= PROBLEM =
If a line in the records below contains the word "silhouette", return that line.

= RECORDS TO USE =
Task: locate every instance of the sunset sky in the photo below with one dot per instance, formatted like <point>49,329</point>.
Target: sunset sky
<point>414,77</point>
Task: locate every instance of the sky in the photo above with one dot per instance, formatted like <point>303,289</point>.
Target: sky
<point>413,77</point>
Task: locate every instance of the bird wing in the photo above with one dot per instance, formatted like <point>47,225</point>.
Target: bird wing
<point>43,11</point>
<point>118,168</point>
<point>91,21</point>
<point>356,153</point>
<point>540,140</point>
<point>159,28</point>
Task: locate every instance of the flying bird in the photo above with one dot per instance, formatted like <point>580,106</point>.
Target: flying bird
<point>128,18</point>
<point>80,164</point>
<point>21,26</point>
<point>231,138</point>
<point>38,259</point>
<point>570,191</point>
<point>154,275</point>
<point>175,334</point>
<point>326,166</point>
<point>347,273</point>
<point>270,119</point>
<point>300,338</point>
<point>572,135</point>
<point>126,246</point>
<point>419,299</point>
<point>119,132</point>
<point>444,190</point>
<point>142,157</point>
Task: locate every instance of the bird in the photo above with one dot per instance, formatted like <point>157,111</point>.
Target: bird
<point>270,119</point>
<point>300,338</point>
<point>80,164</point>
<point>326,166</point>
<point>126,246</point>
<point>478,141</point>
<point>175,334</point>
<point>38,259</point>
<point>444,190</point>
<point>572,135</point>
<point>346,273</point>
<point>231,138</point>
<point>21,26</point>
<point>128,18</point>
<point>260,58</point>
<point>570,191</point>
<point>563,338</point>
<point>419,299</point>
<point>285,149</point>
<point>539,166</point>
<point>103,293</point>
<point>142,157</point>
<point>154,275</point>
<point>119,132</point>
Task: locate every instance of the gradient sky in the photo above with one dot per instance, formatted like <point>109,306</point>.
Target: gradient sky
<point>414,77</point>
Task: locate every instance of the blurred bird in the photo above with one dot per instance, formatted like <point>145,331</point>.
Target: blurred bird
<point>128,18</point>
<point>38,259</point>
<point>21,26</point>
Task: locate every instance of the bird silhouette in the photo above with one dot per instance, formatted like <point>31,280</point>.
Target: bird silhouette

= TASK RESPONSE =
Task: locate every instance of the bird silhouette in the photo above with one dot per instance, formatted like <point>31,280</point>.
Target: bird silhouette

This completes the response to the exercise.